**Source data:**
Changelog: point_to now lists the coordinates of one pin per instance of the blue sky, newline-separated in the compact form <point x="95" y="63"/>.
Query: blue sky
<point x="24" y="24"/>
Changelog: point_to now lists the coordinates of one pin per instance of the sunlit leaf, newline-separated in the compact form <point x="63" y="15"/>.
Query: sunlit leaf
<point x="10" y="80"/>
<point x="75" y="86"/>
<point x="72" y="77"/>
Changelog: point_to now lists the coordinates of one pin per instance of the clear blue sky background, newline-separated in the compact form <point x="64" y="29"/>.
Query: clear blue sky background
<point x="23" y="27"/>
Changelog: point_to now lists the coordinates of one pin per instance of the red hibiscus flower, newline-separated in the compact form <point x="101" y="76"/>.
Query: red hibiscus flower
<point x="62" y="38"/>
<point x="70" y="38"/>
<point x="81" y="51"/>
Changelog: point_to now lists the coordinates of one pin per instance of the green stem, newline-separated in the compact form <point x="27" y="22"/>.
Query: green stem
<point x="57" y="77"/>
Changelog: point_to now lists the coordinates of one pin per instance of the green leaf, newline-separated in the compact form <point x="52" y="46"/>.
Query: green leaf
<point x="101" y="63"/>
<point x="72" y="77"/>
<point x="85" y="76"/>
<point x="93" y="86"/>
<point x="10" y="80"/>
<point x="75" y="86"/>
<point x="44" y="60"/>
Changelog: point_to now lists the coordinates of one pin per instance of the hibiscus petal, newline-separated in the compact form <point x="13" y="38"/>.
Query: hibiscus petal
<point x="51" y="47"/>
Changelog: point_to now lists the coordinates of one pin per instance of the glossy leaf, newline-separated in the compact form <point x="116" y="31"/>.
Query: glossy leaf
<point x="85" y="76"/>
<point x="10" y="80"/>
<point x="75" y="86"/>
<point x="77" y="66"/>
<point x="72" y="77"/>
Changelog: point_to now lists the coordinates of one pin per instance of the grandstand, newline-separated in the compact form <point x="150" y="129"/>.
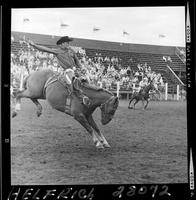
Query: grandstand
<point x="150" y="54"/>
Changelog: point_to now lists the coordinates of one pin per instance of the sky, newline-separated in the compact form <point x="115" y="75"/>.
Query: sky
<point x="141" y="25"/>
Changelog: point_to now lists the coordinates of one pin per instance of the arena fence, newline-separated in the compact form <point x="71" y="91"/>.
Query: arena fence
<point x="170" y="92"/>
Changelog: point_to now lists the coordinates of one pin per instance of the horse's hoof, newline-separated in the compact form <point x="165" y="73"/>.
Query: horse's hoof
<point x="106" y="146"/>
<point x="100" y="146"/>
<point x="38" y="114"/>
<point x="14" y="114"/>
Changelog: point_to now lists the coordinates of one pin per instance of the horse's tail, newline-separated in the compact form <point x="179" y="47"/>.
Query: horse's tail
<point x="24" y="85"/>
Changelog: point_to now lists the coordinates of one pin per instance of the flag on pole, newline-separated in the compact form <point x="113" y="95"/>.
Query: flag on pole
<point x="26" y="20"/>
<point x="64" y="25"/>
<point x="125" y="33"/>
<point x="161" y="36"/>
<point x="96" y="29"/>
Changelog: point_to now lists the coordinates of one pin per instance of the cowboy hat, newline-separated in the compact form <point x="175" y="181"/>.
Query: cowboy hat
<point x="64" y="39"/>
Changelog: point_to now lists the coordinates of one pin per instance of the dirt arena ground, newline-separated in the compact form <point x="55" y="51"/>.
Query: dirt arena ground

**Task:** Can you copy all of the data above word for word, leaving the pictures out?

**Written answer:**
Changelog: point_to now lists the coordinates of one pin per instance of the blue sky, newline-separated in the compact form <point x="95" y="63"/>.
Query: blue sky
<point x="24" y="24"/>
Changelog: point_to now lists the coordinates of one pin per instance of the sunlit leaf, newline-separated in the compact form <point x="63" y="15"/>.
Query: sunlit leaf
<point x="10" y="80"/>
<point x="75" y="86"/>
<point x="72" y="77"/>
Changelog: point_to now lists the coordinates of one pin per instance of the clear blue sky background, newline-separated in the compact form <point x="64" y="29"/>.
Query: clear blue sky background
<point x="23" y="27"/>
Changelog: point_to now lists the coordinates of one pin per instance of the red hibiscus flower, newline-separated in the compact form <point x="101" y="76"/>.
Query: red hibiscus flower
<point x="62" y="38"/>
<point x="70" y="38"/>
<point x="81" y="51"/>
Changelog: point_to now lists the coordinates of one pin per instance of the green stem, newline-separated in the compact form <point x="27" y="22"/>.
Query: green stem
<point x="57" y="77"/>
Changelog: point_to now lists the coordinates of one pin per instance of the green leaf, newline-separated in the compact form <point x="52" y="46"/>.
Query: green leaf
<point x="101" y="63"/>
<point x="72" y="77"/>
<point x="85" y="76"/>
<point x="93" y="86"/>
<point x="10" y="80"/>
<point x="75" y="86"/>
<point x="44" y="60"/>
Changelog: point_to now lists the coordinates of one pin per instance of the hibiscus petal, newline-separated in the compact form <point x="13" y="38"/>.
Query: hibiscus petal
<point x="51" y="47"/>
Changelog: point_to now lists the coordinates of one pin per instance of the glossy leaf, newline-separated in the compact form <point x="116" y="31"/>.
Query: glossy leaf
<point x="85" y="76"/>
<point x="10" y="80"/>
<point x="75" y="86"/>
<point x="77" y="66"/>
<point x="72" y="77"/>
Changelog: point_to now lists the coordinates of one pin per instance of the grandstand, newline-separated in the compact form <point x="150" y="129"/>.
Query: grandstand
<point x="150" y="54"/>
Changelog: point_to now lists the coordinates of one pin per instance of the sky, newline-separated in the compact form <point x="115" y="75"/>.
Query: sky
<point x="141" y="25"/>
Changelog: point_to now lists the coordinates of one pin per instance of the arena fence, newline-separated in the compact form <point x="71" y="91"/>.
Query: arena fence
<point x="170" y="92"/>
Changelog: point_to now lists the coordinates of one pin per instance of the horse's hoof, newline-separated in the compact form <point x="165" y="73"/>.
Query: horse's hoof
<point x="106" y="146"/>
<point x="100" y="146"/>
<point x="38" y="114"/>
<point x="14" y="114"/>
Changelog: point_to now lists the coordinates of one pin per instance of the horse's tail, newline-separated in the compact form <point x="179" y="47"/>.
Query: horse's tail
<point x="24" y="85"/>
Changelog: point_to now lists the coordinates of one pin per instance of the flag on pole, newline-separated in the compact form <point x="113" y="95"/>.
Query: flag on pole
<point x="26" y="20"/>
<point x="64" y="25"/>
<point x="125" y="33"/>
<point x="161" y="36"/>
<point x="96" y="29"/>
Changelog: point_to now lists the coordinates of one pin per instance of the cowboy hat, newline-separated in the compact form <point x="175" y="181"/>.
Query: cowboy hat
<point x="64" y="39"/>
Changelog: point_to now lists the coordinates of one pin per instance of the dirt arena ground, newline-separated in the compact form <point x="55" y="51"/>.
Query: dirt arena ground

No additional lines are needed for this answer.